A complete, unaltered copy of the listing is needed. Write it out.

» Record excerpts:
▼▼▼

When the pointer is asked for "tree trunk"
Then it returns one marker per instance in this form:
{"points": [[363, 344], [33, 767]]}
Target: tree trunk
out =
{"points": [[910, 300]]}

▲▲▲

» Exercise output:
When the pointer is asked for "tree trunk"
Then it returns one marker per instance in this form:
{"points": [[363, 344], [33, 767]]}
Target: tree trunk
out =
{"points": [[910, 300]]}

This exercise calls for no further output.